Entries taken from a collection
***

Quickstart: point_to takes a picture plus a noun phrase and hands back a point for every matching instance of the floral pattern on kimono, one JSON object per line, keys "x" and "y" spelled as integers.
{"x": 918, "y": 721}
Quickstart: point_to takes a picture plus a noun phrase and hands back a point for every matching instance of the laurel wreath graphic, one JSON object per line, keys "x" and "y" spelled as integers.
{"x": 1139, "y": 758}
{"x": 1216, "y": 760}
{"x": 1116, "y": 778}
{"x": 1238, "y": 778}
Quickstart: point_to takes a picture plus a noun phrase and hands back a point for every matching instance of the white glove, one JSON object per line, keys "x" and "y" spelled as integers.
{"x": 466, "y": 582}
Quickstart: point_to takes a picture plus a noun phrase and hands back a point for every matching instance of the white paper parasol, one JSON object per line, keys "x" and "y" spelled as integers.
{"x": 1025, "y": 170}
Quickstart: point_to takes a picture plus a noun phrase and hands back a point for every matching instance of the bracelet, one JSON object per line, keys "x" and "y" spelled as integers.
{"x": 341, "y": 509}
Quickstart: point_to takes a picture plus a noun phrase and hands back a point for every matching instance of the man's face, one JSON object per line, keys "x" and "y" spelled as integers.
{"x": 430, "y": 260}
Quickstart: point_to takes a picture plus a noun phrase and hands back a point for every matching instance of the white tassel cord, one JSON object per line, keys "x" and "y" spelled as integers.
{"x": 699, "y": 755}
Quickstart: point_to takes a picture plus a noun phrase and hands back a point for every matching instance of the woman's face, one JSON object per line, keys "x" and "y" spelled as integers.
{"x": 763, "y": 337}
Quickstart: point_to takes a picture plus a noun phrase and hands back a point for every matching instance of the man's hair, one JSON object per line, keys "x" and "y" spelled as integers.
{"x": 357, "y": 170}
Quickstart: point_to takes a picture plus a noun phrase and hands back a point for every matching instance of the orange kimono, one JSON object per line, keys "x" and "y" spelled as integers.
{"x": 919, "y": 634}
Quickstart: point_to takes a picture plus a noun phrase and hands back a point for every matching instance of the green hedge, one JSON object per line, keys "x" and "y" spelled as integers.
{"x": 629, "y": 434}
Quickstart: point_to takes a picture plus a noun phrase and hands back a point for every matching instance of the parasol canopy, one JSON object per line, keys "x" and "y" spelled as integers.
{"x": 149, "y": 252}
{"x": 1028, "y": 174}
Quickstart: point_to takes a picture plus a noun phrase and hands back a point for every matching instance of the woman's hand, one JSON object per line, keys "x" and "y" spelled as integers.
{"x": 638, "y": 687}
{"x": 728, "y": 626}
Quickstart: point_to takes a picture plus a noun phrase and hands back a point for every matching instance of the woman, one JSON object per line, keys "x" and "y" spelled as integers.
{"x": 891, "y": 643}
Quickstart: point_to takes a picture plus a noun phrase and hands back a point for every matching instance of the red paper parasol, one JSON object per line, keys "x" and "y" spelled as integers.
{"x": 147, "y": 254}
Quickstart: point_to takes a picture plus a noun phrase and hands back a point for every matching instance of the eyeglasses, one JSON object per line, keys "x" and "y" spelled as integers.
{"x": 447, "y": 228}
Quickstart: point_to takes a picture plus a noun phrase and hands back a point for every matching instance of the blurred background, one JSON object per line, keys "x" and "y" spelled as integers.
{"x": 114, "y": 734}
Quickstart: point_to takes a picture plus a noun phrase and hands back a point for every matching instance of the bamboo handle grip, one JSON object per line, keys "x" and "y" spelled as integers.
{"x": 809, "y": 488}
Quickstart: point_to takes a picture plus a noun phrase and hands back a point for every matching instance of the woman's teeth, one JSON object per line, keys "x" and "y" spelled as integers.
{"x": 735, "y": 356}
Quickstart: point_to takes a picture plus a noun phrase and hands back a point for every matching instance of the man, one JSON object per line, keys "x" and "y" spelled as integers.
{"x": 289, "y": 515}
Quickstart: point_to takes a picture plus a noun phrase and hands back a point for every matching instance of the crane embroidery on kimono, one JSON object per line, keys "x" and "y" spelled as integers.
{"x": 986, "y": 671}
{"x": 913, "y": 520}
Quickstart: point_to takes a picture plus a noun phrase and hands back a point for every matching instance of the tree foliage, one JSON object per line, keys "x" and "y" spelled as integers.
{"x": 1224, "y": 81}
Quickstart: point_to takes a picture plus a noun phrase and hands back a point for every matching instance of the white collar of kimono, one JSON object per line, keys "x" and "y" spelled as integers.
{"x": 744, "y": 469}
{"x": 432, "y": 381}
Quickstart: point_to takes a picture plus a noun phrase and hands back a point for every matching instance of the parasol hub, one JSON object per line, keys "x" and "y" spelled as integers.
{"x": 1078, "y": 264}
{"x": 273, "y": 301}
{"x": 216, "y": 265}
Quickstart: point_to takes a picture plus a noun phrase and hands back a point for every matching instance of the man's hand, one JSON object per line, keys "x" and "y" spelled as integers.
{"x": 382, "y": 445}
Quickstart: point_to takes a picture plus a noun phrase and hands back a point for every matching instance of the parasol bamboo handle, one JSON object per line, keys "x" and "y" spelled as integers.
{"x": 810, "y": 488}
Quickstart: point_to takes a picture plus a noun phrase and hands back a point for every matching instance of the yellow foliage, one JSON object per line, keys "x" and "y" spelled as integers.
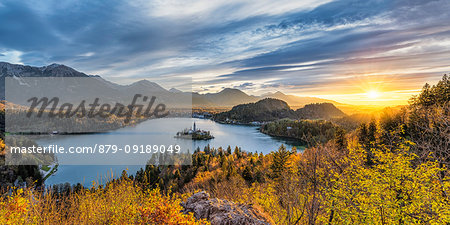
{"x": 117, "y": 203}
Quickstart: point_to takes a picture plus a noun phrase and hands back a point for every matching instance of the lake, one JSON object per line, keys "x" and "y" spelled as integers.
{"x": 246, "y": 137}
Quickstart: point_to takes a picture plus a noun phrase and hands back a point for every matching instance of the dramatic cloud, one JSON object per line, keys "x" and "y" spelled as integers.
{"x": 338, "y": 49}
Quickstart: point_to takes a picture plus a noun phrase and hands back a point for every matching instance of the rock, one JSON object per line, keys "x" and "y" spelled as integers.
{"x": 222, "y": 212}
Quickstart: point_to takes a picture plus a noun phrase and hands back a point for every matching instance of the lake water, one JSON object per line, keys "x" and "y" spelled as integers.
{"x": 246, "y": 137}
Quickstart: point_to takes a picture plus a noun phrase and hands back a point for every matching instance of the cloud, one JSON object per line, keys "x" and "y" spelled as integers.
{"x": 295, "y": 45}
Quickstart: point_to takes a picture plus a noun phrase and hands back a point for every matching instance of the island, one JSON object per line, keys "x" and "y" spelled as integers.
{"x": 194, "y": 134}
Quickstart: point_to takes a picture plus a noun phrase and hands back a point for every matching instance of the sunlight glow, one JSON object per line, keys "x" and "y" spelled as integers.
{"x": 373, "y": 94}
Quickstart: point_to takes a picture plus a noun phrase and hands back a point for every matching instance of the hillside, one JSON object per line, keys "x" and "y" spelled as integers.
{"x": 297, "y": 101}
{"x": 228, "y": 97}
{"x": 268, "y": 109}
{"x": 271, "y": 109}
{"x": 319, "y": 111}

***

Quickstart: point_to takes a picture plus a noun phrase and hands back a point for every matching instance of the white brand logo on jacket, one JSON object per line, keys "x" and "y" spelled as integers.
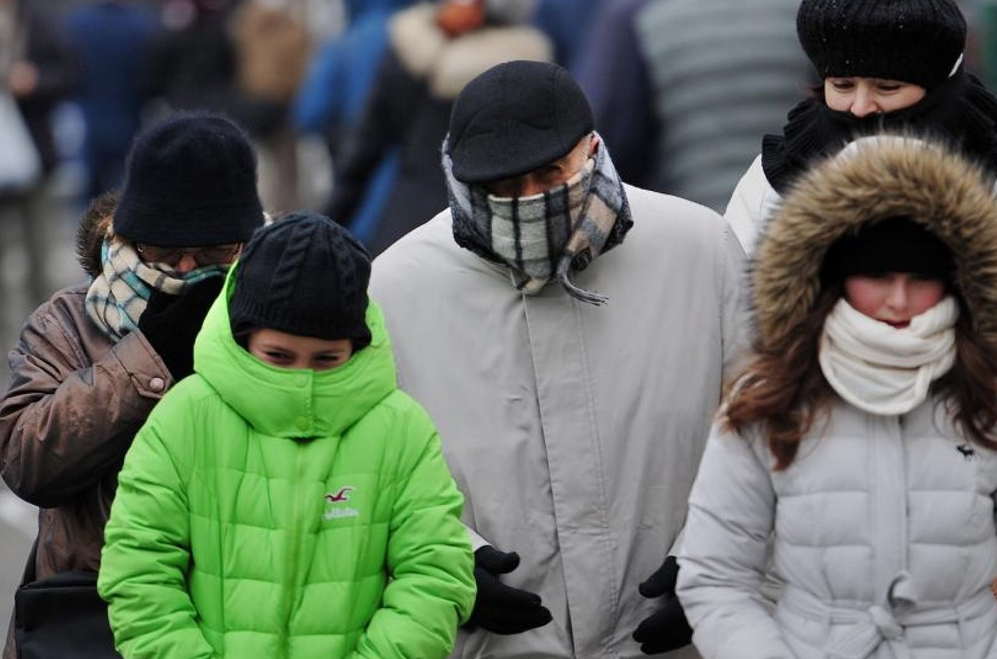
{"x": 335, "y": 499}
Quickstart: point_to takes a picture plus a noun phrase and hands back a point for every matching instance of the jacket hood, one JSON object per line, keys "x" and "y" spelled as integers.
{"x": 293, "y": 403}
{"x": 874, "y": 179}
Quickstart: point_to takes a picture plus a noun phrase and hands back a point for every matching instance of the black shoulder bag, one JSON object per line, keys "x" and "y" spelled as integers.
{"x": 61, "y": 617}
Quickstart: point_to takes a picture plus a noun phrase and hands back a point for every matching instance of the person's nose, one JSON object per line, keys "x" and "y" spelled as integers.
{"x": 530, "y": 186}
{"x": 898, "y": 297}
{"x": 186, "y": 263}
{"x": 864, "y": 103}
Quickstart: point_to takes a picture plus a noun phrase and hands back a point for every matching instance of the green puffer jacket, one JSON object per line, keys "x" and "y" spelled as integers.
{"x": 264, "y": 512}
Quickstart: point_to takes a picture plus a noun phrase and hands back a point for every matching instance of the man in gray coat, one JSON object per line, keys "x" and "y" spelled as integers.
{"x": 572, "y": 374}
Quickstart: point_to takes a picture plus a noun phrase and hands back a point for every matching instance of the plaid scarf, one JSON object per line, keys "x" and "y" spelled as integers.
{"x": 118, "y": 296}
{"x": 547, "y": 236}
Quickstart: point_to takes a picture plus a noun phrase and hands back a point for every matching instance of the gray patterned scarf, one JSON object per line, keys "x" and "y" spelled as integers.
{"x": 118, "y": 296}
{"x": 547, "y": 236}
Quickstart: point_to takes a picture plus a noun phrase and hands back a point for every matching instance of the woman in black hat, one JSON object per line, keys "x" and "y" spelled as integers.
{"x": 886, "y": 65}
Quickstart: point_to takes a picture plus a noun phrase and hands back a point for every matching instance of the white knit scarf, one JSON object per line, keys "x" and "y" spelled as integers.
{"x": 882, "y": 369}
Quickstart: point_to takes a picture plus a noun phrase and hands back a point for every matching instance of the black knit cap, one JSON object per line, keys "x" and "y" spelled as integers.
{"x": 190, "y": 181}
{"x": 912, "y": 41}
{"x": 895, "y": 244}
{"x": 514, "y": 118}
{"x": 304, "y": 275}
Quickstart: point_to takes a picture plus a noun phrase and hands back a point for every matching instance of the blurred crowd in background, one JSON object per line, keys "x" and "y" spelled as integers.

***

Try it: Could you return exactly the stretch of the data above that starts at the line with "the white knit" and ends at the line with "the blurred crowd", both lines included?

Solution below:
Quickstart: point_to takes a picture plus a noun phrase and hands back a point for every matching instance of the white knit scarf, one JSON object per line, keys "x" and "y" spelled as integers.
{"x": 882, "y": 369}
Quickstart: point_to takes a picture plus a noun phrase and hands back a point for every matching instance of the black knit cap, one JSON object per line, keys "x" and "y" spelled as integers.
{"x": 190, "y": 181}
{"x": 912, "y": 41}
{"x": 895, "y": 244}
{"x": 514, "y": 118}
{"x": 304, "y": 275}
Quickstart: point_to takes a picture plus a noun phrase and hands back a point for every matching instance of the blurred crowd in background, one JSON object per line, keys "x" and "y" spelled as integers.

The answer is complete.